> **SELECTION**

MS: I was the director of the civic association we had at Glenview. Years back, we had what we called Glenview Days. They made me one year even run the Glenview Days. There’s a civic association, the fire department, and the Legion. Those three ran Glenview Days. Once in there, I said, “Now, we need a new fire engine.” We only had one of these little hoppers going down. So, we got a committee and had different departments bring in engines to test them. And I picked the one out. I said, “That’s the one I want. That big Seagrave.” “Oh, but, Father, $36,000!” I said, “That’s easy to pay for.” So what did we have — Glenview Days. The proceeds from the Glenview Days is divided up into three parts, each gets a part. There were to Glenview Days, then other things I had, and in a year and a half I had the engine paid for.

Q: That’s great.

MS: But that’s the way we used to work. When any doings [were going on], they’d always [come to me]. I’d say, “Go to your own minister!” “Oh, no, no.”

Q: Well, you knew how to do it!

MS: I always had plenty work there to do. Day and night I was working on these different things.

Q: Sounds like you were an expert at getting funds.

MS: I had a dandy young people’s club in Glenview. A hundred and twenty teenagers.

Q: Did you have any in Morton Grove?

MS: No. we used to arrange all kinds of hay parties, sleigh ride parties, and then we had the river to skate on. Not only the young ones, the folks came out, too. You’d have bonfires all over the river.

Q: Oh, sounds great.

> **EXTRACTED INFORMATION**
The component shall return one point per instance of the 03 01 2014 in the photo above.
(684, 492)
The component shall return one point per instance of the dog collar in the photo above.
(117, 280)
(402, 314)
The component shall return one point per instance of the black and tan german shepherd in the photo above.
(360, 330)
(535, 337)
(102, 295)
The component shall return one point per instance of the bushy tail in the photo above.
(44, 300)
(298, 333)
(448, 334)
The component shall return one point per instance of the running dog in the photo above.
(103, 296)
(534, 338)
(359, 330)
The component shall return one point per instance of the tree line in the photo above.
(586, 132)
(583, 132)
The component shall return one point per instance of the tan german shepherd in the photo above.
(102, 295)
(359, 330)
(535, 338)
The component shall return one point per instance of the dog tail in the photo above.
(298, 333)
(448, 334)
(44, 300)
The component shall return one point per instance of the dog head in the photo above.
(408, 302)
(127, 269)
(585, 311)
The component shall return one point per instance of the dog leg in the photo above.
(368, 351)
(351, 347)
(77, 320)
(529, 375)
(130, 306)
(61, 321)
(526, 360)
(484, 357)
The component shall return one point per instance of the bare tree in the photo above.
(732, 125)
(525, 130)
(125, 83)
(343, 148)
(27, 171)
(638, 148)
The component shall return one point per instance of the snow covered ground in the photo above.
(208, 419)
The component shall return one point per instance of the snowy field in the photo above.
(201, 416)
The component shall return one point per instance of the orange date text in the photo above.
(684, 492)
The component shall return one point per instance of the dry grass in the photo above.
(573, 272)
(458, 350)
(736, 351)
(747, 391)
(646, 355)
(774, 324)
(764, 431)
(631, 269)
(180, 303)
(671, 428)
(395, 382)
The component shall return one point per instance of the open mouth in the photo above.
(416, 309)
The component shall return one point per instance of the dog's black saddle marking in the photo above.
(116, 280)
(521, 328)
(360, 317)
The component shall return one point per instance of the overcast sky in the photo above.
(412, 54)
==
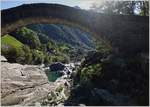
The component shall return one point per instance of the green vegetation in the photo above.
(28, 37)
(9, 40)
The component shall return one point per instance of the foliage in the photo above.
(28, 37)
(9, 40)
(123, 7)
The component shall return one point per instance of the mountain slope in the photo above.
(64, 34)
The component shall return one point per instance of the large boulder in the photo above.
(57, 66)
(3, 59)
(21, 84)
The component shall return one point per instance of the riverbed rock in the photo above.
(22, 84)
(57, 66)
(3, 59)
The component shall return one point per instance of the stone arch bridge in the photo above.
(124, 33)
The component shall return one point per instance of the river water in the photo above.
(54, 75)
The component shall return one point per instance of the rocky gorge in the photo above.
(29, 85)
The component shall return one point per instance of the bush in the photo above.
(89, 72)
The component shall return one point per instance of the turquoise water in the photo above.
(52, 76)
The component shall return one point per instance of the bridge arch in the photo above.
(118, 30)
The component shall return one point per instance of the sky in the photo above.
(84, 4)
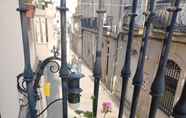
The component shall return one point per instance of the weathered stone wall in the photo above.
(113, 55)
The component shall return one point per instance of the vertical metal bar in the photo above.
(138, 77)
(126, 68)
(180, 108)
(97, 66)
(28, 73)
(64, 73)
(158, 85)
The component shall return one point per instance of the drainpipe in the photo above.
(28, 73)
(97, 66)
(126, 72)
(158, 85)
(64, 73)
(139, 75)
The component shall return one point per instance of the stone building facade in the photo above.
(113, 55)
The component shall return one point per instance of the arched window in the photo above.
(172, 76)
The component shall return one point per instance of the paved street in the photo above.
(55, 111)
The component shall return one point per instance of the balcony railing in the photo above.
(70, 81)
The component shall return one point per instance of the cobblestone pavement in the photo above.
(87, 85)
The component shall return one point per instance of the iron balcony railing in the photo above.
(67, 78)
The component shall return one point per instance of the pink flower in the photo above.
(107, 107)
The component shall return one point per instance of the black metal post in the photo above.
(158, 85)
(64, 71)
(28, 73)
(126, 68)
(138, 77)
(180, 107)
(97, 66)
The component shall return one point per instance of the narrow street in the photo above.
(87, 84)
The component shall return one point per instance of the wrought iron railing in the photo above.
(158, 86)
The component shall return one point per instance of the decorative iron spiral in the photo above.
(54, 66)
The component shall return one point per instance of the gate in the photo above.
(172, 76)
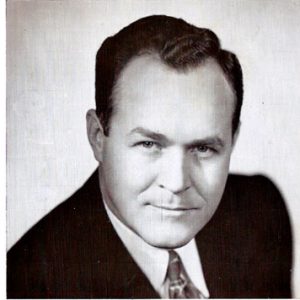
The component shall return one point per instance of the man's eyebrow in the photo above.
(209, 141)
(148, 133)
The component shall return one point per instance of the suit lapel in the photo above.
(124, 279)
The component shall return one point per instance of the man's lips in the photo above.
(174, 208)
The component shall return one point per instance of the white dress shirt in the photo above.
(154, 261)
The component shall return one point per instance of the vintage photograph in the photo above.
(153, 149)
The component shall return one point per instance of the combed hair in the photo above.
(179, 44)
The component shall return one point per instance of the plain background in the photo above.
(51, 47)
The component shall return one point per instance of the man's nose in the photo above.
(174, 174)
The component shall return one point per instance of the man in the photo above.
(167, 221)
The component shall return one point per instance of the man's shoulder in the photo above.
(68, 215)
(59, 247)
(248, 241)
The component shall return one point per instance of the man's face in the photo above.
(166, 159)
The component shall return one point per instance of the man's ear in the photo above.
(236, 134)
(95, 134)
--
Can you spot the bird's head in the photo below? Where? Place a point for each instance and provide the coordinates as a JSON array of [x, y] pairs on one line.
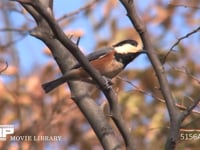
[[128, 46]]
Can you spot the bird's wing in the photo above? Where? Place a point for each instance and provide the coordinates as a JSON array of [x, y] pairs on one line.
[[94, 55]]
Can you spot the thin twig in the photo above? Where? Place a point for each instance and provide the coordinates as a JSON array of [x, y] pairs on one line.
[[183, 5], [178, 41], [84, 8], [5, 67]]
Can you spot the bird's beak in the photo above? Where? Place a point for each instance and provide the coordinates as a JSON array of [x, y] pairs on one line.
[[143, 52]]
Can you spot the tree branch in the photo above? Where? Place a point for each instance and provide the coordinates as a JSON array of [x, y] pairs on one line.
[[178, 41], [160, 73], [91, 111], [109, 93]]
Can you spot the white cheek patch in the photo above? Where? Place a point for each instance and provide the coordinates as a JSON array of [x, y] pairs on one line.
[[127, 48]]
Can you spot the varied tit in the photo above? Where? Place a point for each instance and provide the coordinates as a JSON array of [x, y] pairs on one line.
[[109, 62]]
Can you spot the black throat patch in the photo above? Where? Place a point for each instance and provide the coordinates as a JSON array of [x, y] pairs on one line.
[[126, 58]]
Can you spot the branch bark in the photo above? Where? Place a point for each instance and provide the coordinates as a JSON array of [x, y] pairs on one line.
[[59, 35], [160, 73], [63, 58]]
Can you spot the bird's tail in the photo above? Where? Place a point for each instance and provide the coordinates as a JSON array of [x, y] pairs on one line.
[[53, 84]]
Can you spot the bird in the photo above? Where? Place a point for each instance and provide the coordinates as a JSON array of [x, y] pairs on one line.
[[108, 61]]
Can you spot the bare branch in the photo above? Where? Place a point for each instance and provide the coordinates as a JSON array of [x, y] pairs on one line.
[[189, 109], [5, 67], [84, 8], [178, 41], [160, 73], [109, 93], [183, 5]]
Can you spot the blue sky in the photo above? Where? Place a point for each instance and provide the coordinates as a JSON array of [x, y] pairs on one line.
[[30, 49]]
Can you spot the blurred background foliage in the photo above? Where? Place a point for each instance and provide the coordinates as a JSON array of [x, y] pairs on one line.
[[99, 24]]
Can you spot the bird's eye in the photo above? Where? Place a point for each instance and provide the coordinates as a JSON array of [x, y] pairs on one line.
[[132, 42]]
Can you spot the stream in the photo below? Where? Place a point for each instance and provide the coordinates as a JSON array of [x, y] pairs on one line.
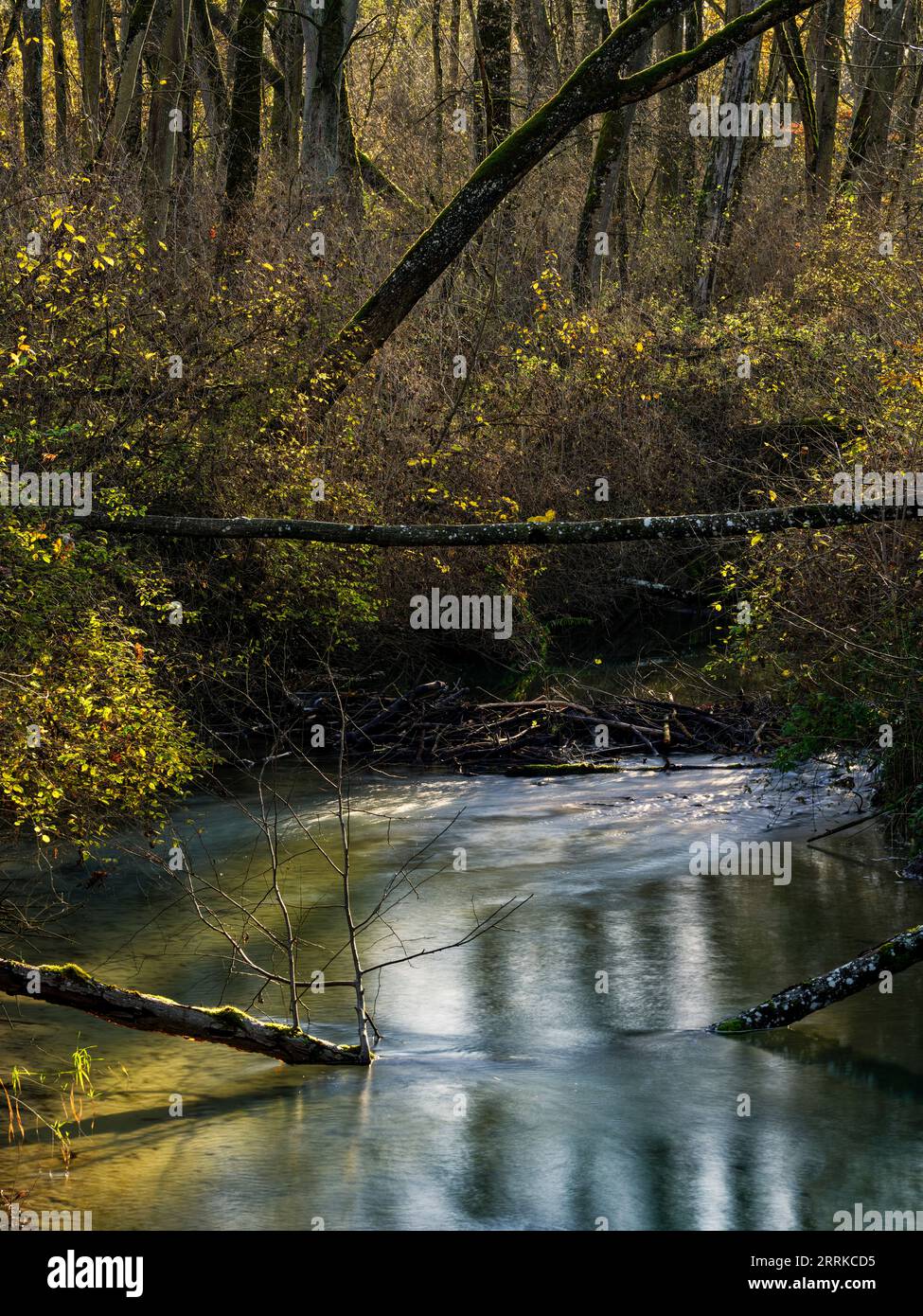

> **REQUESTS**
**a.** Answer these questions from the Glenview interview.
(i) Which three groups ran Glenview Days?
(ii) What was the price of the Seagrave fire engine?
(iii) How many teenagers belonged to the young people's club in Glenview?
**b.** Reproduce the passage of the Glenview interview starting at "MS: I was the" and ending at "engine paid for.".

> **TASK RESPONSES**
**a.**
(i) The civic association, the fire department, and the Legion.
(ii) $36,000.
(iii) A hundred and twenty.

**b.**
MS: I was the director of the civic association we had at Glenview. Years back, we had what we called Glenview Days. They made me one year even run the Glenview Days. There’s a civic association, the fire department, and the Legion. Those three ran Glenview Days. Once in there, I said, “Now, we need a new fire engine.” We only had one of these little hoppers going down. So, we got a committee and had different departments bring in engines to test them. And I picked the one out. I said, “That’s the one I want. That big Seagrave.” “Oh, but, Father, $36,000!” I said, “That’s easy to pay for.” So what did we have — Glenview Days. The proceeds from the Glenview Days is divided up into three parts, each gets a part. There were to Glenview Days, then other things I had, and in a year and a half I had the engine paid for.